-- start --

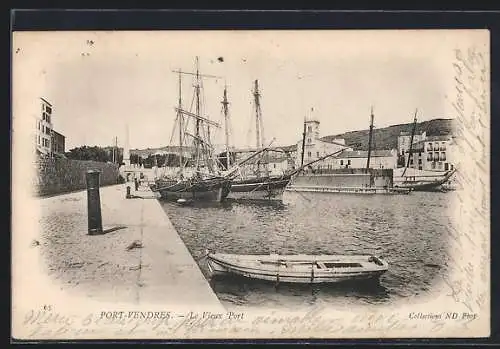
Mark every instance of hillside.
[321,119,455,150]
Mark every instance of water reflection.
[162,192,452,307]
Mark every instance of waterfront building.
[295,117,353,168]
[398,131,427,156]
[33,97,53,155]
[403,135,455,171]
[52,130,66,154]
[319,149,398,169]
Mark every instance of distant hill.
[321,119,456,150]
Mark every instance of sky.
[13,30,488,150]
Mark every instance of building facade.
[398,132,427,156]
[404,135,455,171]
[295,118,352,168]
[34,97,53,155]
[51,130,66,154]
[322,149,398,169]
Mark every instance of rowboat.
[206,251,388,284]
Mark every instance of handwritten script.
[445,46,490,324]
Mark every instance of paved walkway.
[38,183,223,311]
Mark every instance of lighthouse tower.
[123,124,130,167]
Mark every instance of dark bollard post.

-- end --

# [Work to complete]
Rewrite all of the data above, substituting "Locate" for each occurrence of "Mark" and leaving everything else unchanged. Omit the pictures from your answer.

# [Answer below]
Locate every instance of hillside.
[321,119,455,150]
Locate every instance of water reflection.
[162,192,452,307]
Locate every instance of waterfront building.
[295,117,353,168]
[398,131,427,156]
[33,97,53,155]
[403,135,455,171]
[52,130,66,154]
[319,149,398,169]
Locate every instance of distant hill.
[321,119,456,150]
Locate every instance of sky.
[13,30,488,150]
Locate every instance of building facade.
[398,132,427,156]
[404,135,455,171]
[295,118,352,168]
[34,97,53,155]
[51,130,66,154]
[322,149,398,169]
Locate every instance of rowboat.
[206,251,388,284]
Locate every instance of handwritten script.
[445,46,490,324]
Locate every instance of paved walkway.
[38,183,223,311]
Locate every instance of lighthouse tower.
[123,124,130,167]
Locate every instance of dark bollard post.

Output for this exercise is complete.